» EXERCISE DETAILS: Could you filter the records below and keep only the lines with the word "woman"?

» RECORDS FOR THIS EXERCISE:
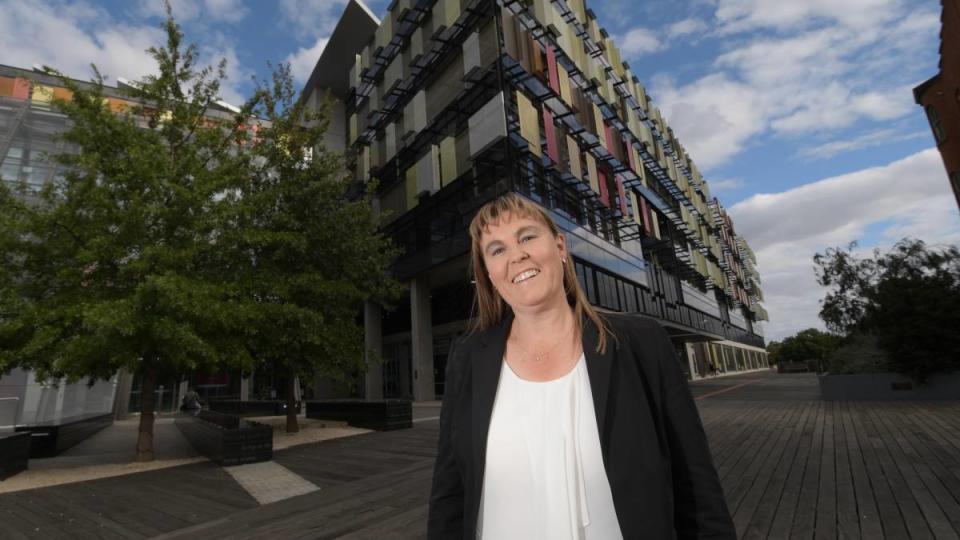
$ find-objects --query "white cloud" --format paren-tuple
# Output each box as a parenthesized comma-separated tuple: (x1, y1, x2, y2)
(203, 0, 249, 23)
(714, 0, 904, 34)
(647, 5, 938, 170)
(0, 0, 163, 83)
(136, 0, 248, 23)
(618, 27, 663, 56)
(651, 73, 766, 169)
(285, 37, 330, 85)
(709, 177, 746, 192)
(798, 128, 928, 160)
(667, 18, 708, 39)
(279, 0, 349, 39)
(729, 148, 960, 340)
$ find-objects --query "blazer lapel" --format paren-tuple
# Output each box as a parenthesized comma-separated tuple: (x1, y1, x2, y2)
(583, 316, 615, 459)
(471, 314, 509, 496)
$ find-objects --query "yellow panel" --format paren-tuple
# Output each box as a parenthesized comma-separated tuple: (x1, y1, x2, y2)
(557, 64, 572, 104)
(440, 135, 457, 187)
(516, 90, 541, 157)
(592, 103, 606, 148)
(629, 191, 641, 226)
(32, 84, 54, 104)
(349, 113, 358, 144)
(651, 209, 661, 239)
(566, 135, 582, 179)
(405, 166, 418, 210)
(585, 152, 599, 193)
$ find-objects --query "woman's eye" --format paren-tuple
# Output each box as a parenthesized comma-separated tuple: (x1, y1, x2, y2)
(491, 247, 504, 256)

* * *

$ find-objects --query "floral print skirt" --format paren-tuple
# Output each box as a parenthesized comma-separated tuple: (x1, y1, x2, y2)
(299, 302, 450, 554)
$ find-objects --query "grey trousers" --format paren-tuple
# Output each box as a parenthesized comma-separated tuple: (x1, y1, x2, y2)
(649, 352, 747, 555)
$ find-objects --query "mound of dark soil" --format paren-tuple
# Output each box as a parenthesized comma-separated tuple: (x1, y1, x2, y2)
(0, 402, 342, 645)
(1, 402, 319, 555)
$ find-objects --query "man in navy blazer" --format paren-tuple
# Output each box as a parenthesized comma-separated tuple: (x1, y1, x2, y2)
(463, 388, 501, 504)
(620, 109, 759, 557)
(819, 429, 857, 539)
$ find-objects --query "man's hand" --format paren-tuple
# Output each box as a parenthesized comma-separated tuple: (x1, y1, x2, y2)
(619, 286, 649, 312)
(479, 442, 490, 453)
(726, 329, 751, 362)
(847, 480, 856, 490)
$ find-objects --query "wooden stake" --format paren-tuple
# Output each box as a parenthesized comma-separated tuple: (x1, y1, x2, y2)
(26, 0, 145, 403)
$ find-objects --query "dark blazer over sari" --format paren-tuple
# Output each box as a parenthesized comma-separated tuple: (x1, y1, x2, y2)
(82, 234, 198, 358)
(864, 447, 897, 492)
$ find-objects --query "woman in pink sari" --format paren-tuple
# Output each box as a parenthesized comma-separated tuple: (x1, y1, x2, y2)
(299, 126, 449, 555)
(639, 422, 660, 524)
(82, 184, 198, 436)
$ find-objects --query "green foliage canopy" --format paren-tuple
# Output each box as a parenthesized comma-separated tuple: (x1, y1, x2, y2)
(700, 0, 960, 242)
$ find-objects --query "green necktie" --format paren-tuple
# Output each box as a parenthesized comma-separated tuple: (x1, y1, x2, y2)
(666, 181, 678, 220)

» TASK OUTPUT:
$ find-objects --query "woman's eye" --format paren-tuple
$ find-objects --query "woman in pink sari" --format paren-tuple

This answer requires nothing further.